→ Work to be completed: Print out each record, keeping it identical to the original.

___

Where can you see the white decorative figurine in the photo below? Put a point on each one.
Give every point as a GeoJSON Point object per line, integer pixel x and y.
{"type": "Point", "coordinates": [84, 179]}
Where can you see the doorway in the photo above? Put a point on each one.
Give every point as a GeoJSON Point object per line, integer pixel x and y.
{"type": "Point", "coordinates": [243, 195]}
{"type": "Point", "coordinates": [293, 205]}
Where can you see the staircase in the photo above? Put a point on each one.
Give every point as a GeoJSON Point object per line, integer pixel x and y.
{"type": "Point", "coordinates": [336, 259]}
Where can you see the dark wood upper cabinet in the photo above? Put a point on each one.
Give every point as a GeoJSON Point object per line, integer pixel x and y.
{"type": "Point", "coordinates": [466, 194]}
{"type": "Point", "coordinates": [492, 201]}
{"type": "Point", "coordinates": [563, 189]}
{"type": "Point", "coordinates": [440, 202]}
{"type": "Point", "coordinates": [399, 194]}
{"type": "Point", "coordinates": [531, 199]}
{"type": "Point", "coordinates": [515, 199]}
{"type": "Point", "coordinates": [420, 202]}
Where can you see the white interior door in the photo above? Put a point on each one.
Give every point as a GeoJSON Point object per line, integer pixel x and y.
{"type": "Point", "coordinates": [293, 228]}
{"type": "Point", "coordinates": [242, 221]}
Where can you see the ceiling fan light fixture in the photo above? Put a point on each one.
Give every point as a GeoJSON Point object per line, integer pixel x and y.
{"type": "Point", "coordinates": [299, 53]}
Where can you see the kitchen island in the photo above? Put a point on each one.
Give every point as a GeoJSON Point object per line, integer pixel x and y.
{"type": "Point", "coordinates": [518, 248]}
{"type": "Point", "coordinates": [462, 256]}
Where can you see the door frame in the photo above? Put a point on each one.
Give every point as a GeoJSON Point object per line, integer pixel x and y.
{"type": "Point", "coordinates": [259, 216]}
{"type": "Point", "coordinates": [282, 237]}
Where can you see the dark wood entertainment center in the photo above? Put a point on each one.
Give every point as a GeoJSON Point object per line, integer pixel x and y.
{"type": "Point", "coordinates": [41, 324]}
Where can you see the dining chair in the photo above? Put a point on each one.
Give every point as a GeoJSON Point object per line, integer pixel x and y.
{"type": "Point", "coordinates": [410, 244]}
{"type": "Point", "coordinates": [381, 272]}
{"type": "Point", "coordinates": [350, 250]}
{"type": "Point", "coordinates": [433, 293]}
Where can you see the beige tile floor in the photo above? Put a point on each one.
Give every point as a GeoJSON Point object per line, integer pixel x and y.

___

→ Finished task:
Where can you see the white decorative figurine in the photo below? Put a point on each one.
Give every point as a GeoJSON Point object per line, integer pixel x and y.
{"type": "Point", "coordinates": [84, 179]}
Where can you see the doorway in the photo above? Put a point on each one.
Give every point as a GeoJSON Point object per line, integer pixel x and y.
{"type": "Point", "coordinates": [243, 195]}
{"type": "Point", "coordinates": [293, 205]}
Where can you see the staircase in the photo above? Put a point on each one.
Give every point as a GeoJSON Point object per line, integer pixel x and y.
{"type": "Point", "coordinates": [336, 259]}
Where can you see the dark wood upper cabinet in the photo above? Put a point on each one.
Give every point as a GeoJSON Point object per line, integer pixel x and y.
{"type": "Point", "coordinates": [466, 194]}
{"type": "Point", "coordinates": [492, 201]}
{"type": "Point", "coordinates": [563, 189]}
{"type": "Point", "coordinates": [440, 202]}
{"type": "Point", "coordinates": [399, 194]}
{"type": "Point", "coordinates": [531, 199]}
{"type": "Point", "coordinates": [515, 199]}
{"type": "Point", "coordinates": [420, 202]}
Where can you see the white interior door in the photo above? Put a point on each one.
Give every point as a GeoJSON Point object per line, integer pixel x and y.
{"type": "Point", "coordinates": [293, 228]}
{"type": "Point", "coordinates": [242, 221]}
Where can you see the ceiling fan light fixture in the photo above? Put a point on each one.
Give every point as a GeoJSON Point object per line, integer pixel x and y.
{"type": "Point", "coordinates": [299, 53]}
Where can you see the kitchen island in the photo above? Put a point on each one.
Give every point as a GeoJSON Point object per line, integer pixel x and y.
{"type": "Point", "coordinates": [518, 248]}
{"type": "Point", "coordinates": [462, 256]}
Where can you see the door frame in the photo above? Put a point on each one.
Give every point as a GeoJSON Point object per line, integer pixel x and y.
{"type": "Point", "coordinates": [259, 216]}
{"type": "Point", "coordinates": [282, 237]}
Where can you see the dark wood entertainment center in the photo above? Put a point on each one.
Give every point as a GeoJSON Point object per line, integer pixel x and y.
{"type": "Point", "coordinates": [41, 324]}
Where can you see the dining chair in the photo above? Put a point on each one.
Give every point as a GeoJSON Point object per line, integer pixel x and y.
{"type": "Point", "coordinates": [410, 244]}
{"type": "Point", "coordinates": [381, 272]}
{"type": "Point", "coordinates": [350, 250]}
{"type": "Point", "coordinates": [433, 293]}
Where can you see the beige tile floor in the photo above? Put a point on each one.
Give every point as a GeoJSON Point object per line, integer pixel x and y.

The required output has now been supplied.